**** EXCERPTED TEXT ****

Hence, $A$ is indeed an antiderivative of $f\text{.}$ In addition, $A(c) = \int_c^c f(t) \, dt = 0\text{.}$ The preceding argument demonstrates the truth of the Second Fundamental Theorem of Calculus, which we state as follows.

The Second Fundamental Theorem of Calculus

If $f$ is a continuous function and $c$ is any constant, then $f$ has a unique antiderivative $A$ that satisfies $A(c) = 0\text{,}$ and that antiderivative is given by the rule $A(x) = \int_c^x f(t) \, dt\text{.}$

Activity $\PageIndex{2}$

Suppose that $f$ is the function given in Figure $\PageIndex{2}$ and that $f$ is a piecewise function whose parts are either portions of lines or portions of circles, as pictured.

$5_2_Act1.svg$

Figure $\PageIndex{2}$. At left, the graph of $y = f(x)\text{.}$ At right, axes for sketching $y = A(x)\text{.}$

In addition, let $A$ be the function defined by the rule $A(x) = \int_2^x f(t) \, dt\text{.}$

What does the Second FTC tell us about the relationship between $A$ and $f\text{?}$
Compute $A(1)$ and $A(3)$ exactly.
Sketch a precise graph of $y = A(x)$ on the axes at right that accurately reflects where $A$ is increasing and decreasing, where $A$ is concave up and concave down, and the exact values of $A$ at $x = 0, 1, \ldots, 7\text{.}$
How is $A$ similar to, but different from, the function $F$ that you found in Activity 5.1.2?
With as little additional work as possible, sketch precise graphs of the functions $B(x) = \int_3^x f(t) \, dt$ and $C(x) = \int_1^x f(t) \, dt\text{.}$ Justify your results with at least one sentence of explanation.

**** EXCERPTED RECORDS ****

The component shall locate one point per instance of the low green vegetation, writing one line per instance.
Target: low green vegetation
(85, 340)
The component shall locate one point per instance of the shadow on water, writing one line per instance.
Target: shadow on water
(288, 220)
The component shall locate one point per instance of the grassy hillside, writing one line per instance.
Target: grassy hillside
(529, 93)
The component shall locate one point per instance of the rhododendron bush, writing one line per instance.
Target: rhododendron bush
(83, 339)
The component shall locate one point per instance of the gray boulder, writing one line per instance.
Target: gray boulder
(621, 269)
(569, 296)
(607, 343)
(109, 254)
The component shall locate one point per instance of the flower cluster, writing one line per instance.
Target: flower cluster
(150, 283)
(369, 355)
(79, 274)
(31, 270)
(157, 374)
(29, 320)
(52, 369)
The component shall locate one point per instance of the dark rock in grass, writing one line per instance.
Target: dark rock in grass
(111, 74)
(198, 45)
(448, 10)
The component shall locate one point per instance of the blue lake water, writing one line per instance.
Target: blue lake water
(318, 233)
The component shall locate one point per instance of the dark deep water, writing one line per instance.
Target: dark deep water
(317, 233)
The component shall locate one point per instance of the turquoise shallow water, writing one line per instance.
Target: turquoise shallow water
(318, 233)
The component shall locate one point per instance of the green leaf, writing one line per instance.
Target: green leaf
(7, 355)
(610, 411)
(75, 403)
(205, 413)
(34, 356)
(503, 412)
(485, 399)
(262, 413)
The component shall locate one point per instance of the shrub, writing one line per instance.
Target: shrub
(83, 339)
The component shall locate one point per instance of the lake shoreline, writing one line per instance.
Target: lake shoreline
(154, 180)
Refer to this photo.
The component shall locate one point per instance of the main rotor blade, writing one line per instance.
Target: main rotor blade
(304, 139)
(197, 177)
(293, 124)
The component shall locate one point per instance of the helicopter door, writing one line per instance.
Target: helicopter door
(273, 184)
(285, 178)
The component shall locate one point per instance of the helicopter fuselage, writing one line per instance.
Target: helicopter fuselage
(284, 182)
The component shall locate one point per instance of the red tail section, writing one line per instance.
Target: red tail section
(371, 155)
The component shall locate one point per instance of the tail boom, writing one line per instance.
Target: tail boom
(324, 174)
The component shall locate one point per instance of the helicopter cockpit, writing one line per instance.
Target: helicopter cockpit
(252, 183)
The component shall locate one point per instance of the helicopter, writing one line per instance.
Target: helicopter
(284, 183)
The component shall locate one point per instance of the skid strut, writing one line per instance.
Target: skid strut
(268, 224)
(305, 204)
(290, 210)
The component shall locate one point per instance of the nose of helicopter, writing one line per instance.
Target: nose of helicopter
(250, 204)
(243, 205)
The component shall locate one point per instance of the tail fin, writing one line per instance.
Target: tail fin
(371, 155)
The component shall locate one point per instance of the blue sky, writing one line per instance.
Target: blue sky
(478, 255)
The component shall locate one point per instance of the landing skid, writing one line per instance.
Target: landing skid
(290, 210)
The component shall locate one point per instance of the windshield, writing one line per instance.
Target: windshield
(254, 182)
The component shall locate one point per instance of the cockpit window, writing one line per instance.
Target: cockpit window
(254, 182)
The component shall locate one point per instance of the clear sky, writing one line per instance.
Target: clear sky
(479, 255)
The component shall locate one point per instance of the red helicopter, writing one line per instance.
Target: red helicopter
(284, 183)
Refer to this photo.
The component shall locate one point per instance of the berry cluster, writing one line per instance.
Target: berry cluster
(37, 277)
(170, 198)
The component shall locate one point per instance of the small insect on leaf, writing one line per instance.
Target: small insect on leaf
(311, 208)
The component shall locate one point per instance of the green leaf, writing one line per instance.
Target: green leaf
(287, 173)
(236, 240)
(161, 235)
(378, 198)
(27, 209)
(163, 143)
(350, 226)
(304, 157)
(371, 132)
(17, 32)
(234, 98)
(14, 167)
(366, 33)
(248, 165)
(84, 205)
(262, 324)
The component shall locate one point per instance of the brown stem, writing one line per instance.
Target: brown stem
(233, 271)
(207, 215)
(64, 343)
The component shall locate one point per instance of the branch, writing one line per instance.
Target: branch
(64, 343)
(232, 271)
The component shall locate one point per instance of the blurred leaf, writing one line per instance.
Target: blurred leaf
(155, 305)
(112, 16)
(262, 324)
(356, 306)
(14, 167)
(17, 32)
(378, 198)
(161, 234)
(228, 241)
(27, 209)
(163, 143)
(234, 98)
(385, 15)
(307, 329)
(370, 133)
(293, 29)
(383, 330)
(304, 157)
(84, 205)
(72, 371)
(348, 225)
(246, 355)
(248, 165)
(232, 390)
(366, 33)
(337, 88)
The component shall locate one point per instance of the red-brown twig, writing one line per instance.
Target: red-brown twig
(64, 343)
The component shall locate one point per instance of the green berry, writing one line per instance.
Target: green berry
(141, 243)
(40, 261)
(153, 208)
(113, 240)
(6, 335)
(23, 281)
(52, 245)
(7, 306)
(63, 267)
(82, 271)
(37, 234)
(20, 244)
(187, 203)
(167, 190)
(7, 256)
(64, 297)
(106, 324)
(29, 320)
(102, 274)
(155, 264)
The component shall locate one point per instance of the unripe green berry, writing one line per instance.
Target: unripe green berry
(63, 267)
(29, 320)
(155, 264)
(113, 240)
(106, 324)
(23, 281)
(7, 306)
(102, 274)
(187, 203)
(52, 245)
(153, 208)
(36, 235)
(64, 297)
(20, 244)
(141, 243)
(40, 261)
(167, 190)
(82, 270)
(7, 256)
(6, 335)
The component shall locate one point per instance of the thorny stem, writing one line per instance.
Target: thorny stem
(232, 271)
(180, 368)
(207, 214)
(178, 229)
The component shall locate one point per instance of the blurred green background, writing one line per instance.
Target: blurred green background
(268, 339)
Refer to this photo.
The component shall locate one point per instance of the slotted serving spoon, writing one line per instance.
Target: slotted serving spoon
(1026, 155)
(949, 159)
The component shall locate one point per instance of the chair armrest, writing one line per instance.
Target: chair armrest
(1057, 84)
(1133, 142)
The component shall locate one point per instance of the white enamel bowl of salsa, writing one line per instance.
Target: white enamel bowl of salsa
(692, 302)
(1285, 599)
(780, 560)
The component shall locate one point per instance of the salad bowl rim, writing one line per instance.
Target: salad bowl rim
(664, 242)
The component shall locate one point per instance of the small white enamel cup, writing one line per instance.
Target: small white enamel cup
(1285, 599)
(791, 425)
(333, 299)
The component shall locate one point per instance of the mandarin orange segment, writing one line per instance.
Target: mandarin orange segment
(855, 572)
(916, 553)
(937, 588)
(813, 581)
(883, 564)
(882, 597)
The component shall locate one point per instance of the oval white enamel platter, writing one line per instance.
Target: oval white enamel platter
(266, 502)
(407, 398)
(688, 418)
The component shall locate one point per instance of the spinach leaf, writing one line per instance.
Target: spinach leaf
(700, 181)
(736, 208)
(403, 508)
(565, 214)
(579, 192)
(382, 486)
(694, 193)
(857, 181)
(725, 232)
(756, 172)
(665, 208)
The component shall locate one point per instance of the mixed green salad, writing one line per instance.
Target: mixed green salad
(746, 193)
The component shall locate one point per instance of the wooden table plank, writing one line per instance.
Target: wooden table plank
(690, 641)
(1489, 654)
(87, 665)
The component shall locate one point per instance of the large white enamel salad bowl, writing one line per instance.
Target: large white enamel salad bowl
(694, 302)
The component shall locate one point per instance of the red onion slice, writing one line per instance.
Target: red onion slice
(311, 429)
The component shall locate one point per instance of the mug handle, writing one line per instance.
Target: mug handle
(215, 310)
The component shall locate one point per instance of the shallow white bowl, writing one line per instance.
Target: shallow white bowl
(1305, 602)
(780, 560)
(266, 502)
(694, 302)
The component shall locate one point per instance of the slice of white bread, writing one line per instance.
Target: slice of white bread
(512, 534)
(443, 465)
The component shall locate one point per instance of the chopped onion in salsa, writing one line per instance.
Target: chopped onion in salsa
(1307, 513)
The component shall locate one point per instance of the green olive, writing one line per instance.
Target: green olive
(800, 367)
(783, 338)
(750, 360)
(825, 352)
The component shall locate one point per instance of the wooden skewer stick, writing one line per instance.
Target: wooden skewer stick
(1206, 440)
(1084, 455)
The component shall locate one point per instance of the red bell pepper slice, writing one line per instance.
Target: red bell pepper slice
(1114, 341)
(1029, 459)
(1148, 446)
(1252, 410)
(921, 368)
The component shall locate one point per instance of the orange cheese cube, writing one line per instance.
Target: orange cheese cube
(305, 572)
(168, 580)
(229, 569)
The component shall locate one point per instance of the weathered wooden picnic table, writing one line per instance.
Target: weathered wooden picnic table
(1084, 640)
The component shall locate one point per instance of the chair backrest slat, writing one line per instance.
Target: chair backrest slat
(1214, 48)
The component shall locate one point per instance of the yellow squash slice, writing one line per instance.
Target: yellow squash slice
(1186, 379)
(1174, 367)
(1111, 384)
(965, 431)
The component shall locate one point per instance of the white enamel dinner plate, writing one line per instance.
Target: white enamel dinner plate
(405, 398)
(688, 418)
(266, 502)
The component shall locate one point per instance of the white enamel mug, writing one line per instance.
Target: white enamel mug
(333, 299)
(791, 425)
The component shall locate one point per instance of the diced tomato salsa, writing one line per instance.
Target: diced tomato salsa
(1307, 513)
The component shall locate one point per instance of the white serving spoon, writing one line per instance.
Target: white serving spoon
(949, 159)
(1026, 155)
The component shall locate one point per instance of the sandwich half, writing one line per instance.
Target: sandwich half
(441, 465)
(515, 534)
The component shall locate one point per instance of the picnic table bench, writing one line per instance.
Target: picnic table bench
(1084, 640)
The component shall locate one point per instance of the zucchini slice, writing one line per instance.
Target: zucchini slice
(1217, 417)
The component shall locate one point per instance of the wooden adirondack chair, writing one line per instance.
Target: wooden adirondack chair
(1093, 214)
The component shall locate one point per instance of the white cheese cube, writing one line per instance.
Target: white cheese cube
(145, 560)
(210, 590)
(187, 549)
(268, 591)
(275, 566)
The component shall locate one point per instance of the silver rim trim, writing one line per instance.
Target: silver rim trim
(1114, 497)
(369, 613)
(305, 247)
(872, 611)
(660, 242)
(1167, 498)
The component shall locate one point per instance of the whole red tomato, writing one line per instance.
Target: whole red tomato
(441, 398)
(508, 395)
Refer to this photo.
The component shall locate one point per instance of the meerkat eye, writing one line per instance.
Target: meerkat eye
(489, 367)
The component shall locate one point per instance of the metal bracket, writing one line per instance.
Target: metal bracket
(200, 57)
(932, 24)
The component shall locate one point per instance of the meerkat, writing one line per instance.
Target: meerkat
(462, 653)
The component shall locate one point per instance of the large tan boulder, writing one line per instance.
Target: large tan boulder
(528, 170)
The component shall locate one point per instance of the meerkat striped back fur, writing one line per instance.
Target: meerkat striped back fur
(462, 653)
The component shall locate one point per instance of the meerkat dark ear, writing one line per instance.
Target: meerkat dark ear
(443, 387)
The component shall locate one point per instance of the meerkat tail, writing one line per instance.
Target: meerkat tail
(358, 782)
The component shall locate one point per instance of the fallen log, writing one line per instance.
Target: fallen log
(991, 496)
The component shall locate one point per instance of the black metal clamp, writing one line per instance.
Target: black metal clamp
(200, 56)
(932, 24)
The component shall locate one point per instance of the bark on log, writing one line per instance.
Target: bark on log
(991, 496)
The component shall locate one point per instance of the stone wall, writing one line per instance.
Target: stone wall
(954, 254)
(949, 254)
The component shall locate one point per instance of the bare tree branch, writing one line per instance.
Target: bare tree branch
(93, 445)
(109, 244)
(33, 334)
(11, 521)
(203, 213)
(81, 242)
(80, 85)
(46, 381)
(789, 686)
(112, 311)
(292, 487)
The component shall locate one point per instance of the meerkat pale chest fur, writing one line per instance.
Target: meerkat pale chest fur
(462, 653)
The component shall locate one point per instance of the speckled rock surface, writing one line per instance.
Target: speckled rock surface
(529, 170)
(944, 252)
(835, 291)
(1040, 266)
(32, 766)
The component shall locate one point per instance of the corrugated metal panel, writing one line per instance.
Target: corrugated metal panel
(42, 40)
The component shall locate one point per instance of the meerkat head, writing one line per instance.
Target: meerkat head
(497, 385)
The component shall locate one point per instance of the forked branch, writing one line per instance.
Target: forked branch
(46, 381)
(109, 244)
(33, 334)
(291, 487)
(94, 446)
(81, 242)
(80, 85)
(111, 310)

****

DESCRIPTION OF THE TASK: In the calculus excerpt, what kinds of pieces make up the piecewise function f in the activity?

WRITTEN ANSWER: Portions of lines or portions of circles.